* DIRECTIONS FOR THIS TASK:
Each entry should be printed exactly, with its images omitted.

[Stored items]
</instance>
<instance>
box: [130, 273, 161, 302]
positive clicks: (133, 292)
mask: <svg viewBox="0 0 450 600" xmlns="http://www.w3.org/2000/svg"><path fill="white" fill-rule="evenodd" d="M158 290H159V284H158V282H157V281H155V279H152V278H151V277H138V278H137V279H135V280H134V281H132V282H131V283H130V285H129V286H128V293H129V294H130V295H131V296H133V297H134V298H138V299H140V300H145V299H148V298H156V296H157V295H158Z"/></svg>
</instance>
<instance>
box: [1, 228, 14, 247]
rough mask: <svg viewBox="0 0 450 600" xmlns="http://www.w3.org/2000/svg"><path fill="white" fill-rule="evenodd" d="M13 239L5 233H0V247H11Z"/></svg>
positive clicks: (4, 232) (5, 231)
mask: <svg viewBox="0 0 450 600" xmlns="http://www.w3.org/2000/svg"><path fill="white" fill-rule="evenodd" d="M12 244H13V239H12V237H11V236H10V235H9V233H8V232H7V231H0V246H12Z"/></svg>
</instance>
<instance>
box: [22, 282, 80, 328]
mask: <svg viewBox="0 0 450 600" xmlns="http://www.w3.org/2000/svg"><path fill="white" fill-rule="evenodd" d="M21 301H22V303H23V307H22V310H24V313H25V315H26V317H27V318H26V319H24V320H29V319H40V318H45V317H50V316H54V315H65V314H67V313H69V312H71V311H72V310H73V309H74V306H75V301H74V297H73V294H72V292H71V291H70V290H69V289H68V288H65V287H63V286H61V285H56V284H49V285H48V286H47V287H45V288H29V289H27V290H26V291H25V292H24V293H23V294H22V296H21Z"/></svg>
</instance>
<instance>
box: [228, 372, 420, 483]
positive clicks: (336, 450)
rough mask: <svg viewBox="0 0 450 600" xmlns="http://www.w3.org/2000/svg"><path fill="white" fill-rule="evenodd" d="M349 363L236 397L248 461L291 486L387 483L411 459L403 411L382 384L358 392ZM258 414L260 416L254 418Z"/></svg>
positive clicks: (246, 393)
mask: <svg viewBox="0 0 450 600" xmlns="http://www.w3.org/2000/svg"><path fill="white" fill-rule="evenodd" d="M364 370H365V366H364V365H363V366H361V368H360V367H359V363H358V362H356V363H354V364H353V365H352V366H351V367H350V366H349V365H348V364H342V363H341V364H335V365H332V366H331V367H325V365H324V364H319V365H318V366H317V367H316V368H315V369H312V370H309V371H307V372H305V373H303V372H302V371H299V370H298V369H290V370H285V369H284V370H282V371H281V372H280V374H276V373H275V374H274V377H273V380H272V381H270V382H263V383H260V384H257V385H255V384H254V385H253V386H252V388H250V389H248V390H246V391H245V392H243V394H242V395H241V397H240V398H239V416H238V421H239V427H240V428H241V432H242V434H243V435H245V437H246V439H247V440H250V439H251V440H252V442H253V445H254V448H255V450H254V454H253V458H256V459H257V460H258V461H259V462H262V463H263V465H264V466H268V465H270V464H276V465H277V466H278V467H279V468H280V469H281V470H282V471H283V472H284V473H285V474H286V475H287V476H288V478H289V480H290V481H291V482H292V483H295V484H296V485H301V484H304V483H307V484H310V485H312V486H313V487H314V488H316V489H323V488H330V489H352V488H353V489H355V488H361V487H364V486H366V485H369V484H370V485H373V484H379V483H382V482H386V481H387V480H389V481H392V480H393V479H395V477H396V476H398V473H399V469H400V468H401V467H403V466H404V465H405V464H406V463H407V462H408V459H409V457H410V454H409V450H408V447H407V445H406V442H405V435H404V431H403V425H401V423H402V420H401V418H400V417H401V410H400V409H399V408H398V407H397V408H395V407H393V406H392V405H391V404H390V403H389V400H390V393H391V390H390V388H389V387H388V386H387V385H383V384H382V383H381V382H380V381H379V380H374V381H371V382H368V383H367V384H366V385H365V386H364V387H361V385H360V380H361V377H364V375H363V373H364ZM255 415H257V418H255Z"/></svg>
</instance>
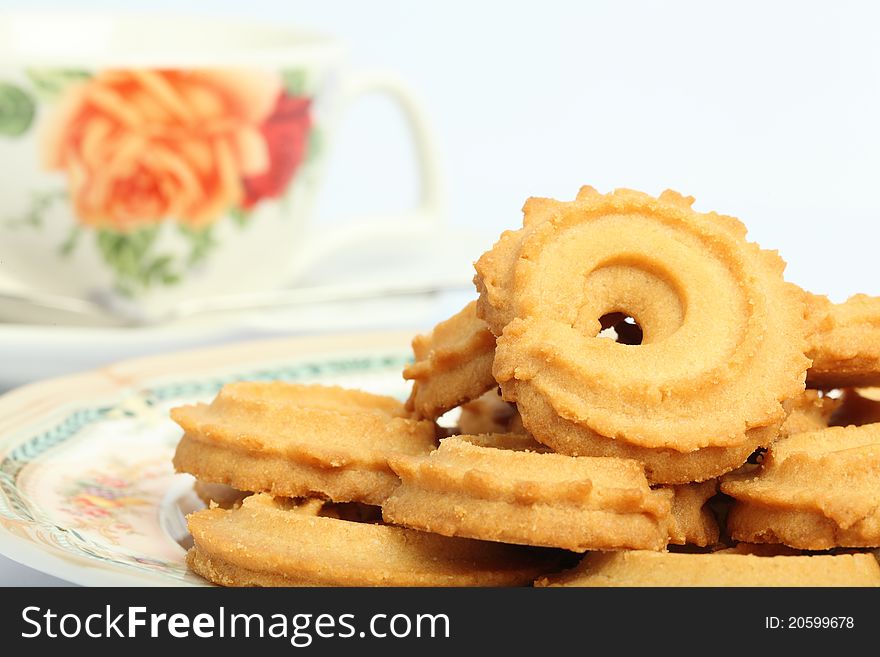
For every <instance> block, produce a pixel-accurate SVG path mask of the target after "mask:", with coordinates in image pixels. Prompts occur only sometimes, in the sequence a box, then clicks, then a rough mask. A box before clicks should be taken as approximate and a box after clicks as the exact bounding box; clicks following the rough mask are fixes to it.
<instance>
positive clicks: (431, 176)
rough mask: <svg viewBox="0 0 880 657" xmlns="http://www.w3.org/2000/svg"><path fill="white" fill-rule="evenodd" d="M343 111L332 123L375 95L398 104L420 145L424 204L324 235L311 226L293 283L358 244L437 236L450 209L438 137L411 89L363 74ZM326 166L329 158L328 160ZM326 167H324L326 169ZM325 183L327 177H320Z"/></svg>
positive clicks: (383, 74) (331, 130)
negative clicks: (372, 94)
mask: <svg viewBox="0 0 880 657" xmlns="http://www.w3.org/2000/svg"><path fill="white" fill-rule="evenodd" d="M340 93H341V96H342V98H341V100H340V103H339V107H340V109H339V111H338V112H337V113H336V115H335V117H333V118H332V120H331V122H330V126H331V130H330V134H333V133H335V131H334V130H332V127H333V124H334V123H338V121H339V119H340V118H341V117H342V116H343V115H344V114H345V111H346V110H347V109H348V108H349V107H351V105H353V104H354V103H355V102H356V101H357V100H358V99H359V98H362V97H363V96H366V95H369V94H384V95H387V96H389V97H390V98H391V99H393V100H394V101H396V103H397V105H398V106H399V107H400V109H401V110H402V112H403V115H404V117H405V119H406V123H407V127H408V128H409V132H410V136H411V138H412V139H413V141H414V143H415V152H416V158H417V160H418V166H419V170H420V176H419V185H420V188H421V193H420V198H419V201H418V204H417V205H416V206H415V207H414V208H412V209H410V210H406V211H404V212H398V213H395V214H392V215H389V214H387V213H386V214H384V215H379V216H375V215H374V216H369V215H368V216H363V217H352V218H351V219H346V220H344V221H342V222H335V223H334V224H333V230H330V231H327V230H325V231H321V230H319V229H318V228H317V227H314V226H312V227H310V228H309V229H307V232H306V239H304V240H303V246H304V248H303V249H302V250H301V251H300V252H299V253H298V254H297V257H296V261H295V262H294V263H293V264H292V268H293V270H292V273H291V276H290V279H289V280H294V279H296V278H297V277H298V276H299V275H301V274H302V273H304V272H305V271H307V270H308V269H309V268H311V267H312V266H313V265H315V264H316V263H317V262H319V261H320V260H322V259H324V258H325V257H327V256H328V255H330V254H332V253H333V252H335V251H339V250H341V249H344V248H346V247H351V246H353V245H355V244H357V243H358V242H363V241H366V240H375V239H393V240H395V241H400V242H402V243H411V241H412V240H415V239H421V238H424V237H426V236H428V235H430V234H431V233H433V232H436V230H437V228H438V227H439V226H440V225H441V224H442V222H443V217H444V207H445V189H444V182H443V178H442V174H441V169H440V163H439V157H438V154H437V147H436V142H435V139H434V136H433V134H432V132H431V130H430V128H429V127H428V121H427V119H426V114H425V111H424V109H423V107H422V104H421V103H420V102H419V101H418V100H417V99H416V98H415V97H414V96H413V95H412V93H411V92H410V91H409V89H408V88H407V86H406V85H405V84H404V83H403V82H402V81H400V80H399V79H397V78H396V77H394V76H393V75H389V74H387V73H384V72H371V71H364V72H357V73H354V74H351V75H350V76H348V77H346V78H345V79H344V81H343V83H342V89H341V91H340ZM325 162H326V159H325ZM322 166H323V165H322ZM318 178H319V179H322V178H323V176H320V175H319V177H318Z"/></svg>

* RESPONSE AREA:
</instance>
<instance>
box: [130, 273, 161, 302]
positive clicks: (133, 292)
mask: <svg viewBox="0 0 450 600" xmlns="http://www.w3.org/2000/svg"><path fill="white" fill-rule="evenodd" d="M158 290H159V284H158V282H157V281H155V279H152V278H151V277H138V278H137V279H135V280H134V281H132V282H131V283H130V285H129V286H128V293H129V294H130V295H131V296H133V297H134V298H138V299H140V300H145V299H148V298H156V296H157V295H158Z"/></svg>
</instance>
<instance>
box: [1, 228, 14, 247]
rough mask: <svg viewBox="0 0 450 600" xmlns="http://www.w3.org/2000/svg"><path fill="white" fill-rule="evenodd" d="M13 239L5 233H0V247H11Z"/></svg>
positive clicks: (4, 232) (5, 231)
mask: <svg viewBox="0 0 450 600" xmlns="http://www.w3.org/2000/svg"><path fill="white" fill-rule="evenodd" d="M12 244H13V239H12V237H11V236H10V235H9V233H8V232H7V231H0V246H12Z"/></svg>
</instance>
<instance>
box: [22, 282, 80, 328]
mask: <svg viewBox="0 0 450 600" xmlns="http://www.w3.org/2000/svg"><path fill="white" fill-rule="evenodd" d="M21 301H22V303H23V307H22V310H24V313H25V315H26V317H27V318H26V319H24V320H29V319H40V318H45V317H50V316H54V315H65V314H67V313H69V312H71V311H72V310H73V309H74V306H75V301H74V297H73V294H72V292H71V291H70V290H69V289H68V288H65V287H63V286H61V285H56V284H49V285H48V286H47V287H45V288H29V289H27V290H26V291H25V292H24V293H23V294H22V296H21Z"/></svg>
</instance>
<instance>
box: [228, 372, 420, 483]
positive clicks: (336, 450)
rough mask: <svg viewBox="0 0 450 600" xmlns="http://www.w3.org/2000/svg"><path fill="white" fill-rule="evenodd" d="M349 363L236 397L248 461L291 486L387 483L411 459L403 411L382 384L358 392ZM258 414L260 416L254 418Z"/></svg>
positive clicks: (246, 393)
mask: <svg viewBox="0 0 450 600" xmlns="http://www.w3.org/2000/svg"><path fill="white" fill-rule="evenodd" d="M364 370H365V366H364V365H363V366H361V368H360V367H359V363H358V362H356V363H354V364H353V365H352V366H351V367H350V366H349V365H348V364H342V363H341V364H335V365H332V366H331V367H325V365H324V364H319V365H318V366H317V367H316V368H315V369H312V370H309V371H307V372H305V373H303V372H302V371H299V370H298V369H290V370H285V369H284V370H282V371H281V372H280V374H276V373H275V374H274V377H273V380H272V381H270V382H263V383H260V384H257V385H255V384H254V385H253V386H252V388H250V389H248V390H246V391H245V392H243V394H242V395H241V397H240V398H239V416H238V421H239V427H240V428H241V432H242V434H243V435H245V437H246V439H247V440H250V439H251V440H252V442H253V445H254V448H255V450H254V454H253V458H256V459H257V460H258V461H259V462H262V463H263V465H264V466H268V465H270V464H276V465H277V466H278V467H279V468H280V469H281V470H282V471H283V472H284V473H285V474H286V475H287V476H288V478H289V480H290V481H291V482H292V483H295V484H296V485H301V484H304V483H307V484H310V485H312V486H313V487H314V488H316V489H323V488H330V489H352V488H353V489H355V488H361V487H364V486H366V485H369V484H370V485H373V484H379V483H382V482H386V481H387V480H389V481H392V480H393V479H395V477H396V476H398V473H399V469H400V468H401V467H403V466H404V465H405V464H406V463H407V462H408V459H409V457H410V454H409V450H408V447H407V445H406V442H405V435H404V431H403V425H401V423H402V420H401V418H400V417H401V410H400V409H399V408H398V407H397V408H395V407H393V406H392V405H391V404H390V403H389V400H390V393H391V390H390V388H389V387H388V386H387V385H383V384H382V383H381V382H380V381H379V380H374V381H371V382H368V383H367V384H366V385H365V386H364V387H361V385H360V380H361V377H364V375H363V373H364ZM255 415H257V418H255Z"/></svg>
</instance>
For every <instance> block, produce a pixel-accurate SVG path mask of the target after "mask:", with coordinates in image pixels. Prompts occur only sometimes, in the sequence a box, then clicks, then a rough mask. A box before clicks should be taken as approximate and a box after clicks as the exact bounding box; clicks following the rough mask are fixes to it.
<instance>
positive clicks: (431, 176)
rough mask: <svg viewBox="0 0 880 657" xmlns="http://www.w3.org/2000/svg"><path fill="white" fill-rule="evenodd" d="M343 111L332 123L375 95L398 104L420 145L424 204L324 235L311 226L293 283L358 244L437 236L450 209L438 137L411 89L363 74ZM326 166L329 158L328 160ZM326 167H324L326 169ZM325 183L327 177H320Z"/></svg>
positive clicks: (383, 74) (331, 130)
negative clicks: (372, 94)
mask: <svg viewBox="0 0 880 657" xmlns="http://www.w3.org/2000/svg"><path fill="white" fill-rule="evenodd" d="M340 93H341V96H342V98H341V100H340V103H339V107H340V109H339V111H338V112H337V113H336V115H335V117H333V118H332V120H331V122H330V126H331V130H330V134H333V133H335V131H334V130H332V127H333V124H334V123H338V121H339V119H340V118H341V117H342V116H343V115H344V114H345V111H346V110H347V109H348V108H349V107H351V105H353V104H354V103H355V102H356V101H357V100H358V99H359V98H362V97H363V96H366V95H369V94H384V95H387V96H389V97H390V98H391V99H393V100H394V101H396V103H397V105H398V106H399V107H400V109H401V110H402V112H403V115H404V117H405V119H406V123H407V127H408V128H409V132H410V136H411V138H412V139H413V141H414V143H415V152H416V158H417V160H418V166H419V170H420V176H419V185H420V188H421V193H420V198H419V201H418V204H417V205H416V206H415V207H414V208H412V209H410V210H406V211H404V212H398V213H395V214H392V215H389V214H387V213H386V214H384V215H379V216H375V215H374V216H369V215H368V216H363V217H352V218H351V219H346V220H344V221H342V222H335V223H334V224H333V230H330V231H327V230H325V231H321V230H319V229H318V228H317V227H314V226H312V227H310V228H309V229H307V232H306V239H304V240H303V246H304V248H303V249H302V250H301V251H300V252H299V253H298V254H297V257H296V261H295V262H294V263H293V264H292V268H293V270H292V273H291V276H290V279H289V280H294V279H296V278H297V277H298V276H299V275H301V274H302V273H304V272H305V271H307V270H308V269H309V268H311V267H312V266H313V265H315V264H316V263H317V262H319V261H320V260H322V259H324V258H325V257H327V256H328V255H330V254H332V253H333V252H335V251H339V250H341V249H344V248H346V247H351V246H353V245H355V244H357V243H358V242H363V241H366V240H375V239H393V240H395V241H400V242H402V243H411V241H412V240H415V239H421V238H424V237H426V236H428V235H430V234H431V233H433V232H436V230H437V228H438V227H439V226H440V225H441V224H442V222H443V217H444V207H445V189H444V182H443V178H442V174H441V169H440V163H439V157H438V154H437V147H436V142H435V139H434V136H433V134H432V132H431V130H430V128H429V127H428V121H427V119H426V114H425V111H424V109H423V107H422V104H421V103H420V102H419V101H418V100H417V99H416V98H415V97H414V96H413V95H412V93H411V92H410V91H409V89H408V88H407V86H406V85H405V84H404V83H403V82H402V81H400V80H399V79H397V78H396V77H394V76H393V75H389V74H387V73H384V72H371V71H364V72H357V73H354V74H351V75H350V76H348V77H346V78H345V79H344V81H343V83H342V89H341V91H340ZM325 162H326V159H325ZM322 166H323V165H322ZM318 178H319V179H322V178H323V176H320V175H319V177H318Z"/></svg>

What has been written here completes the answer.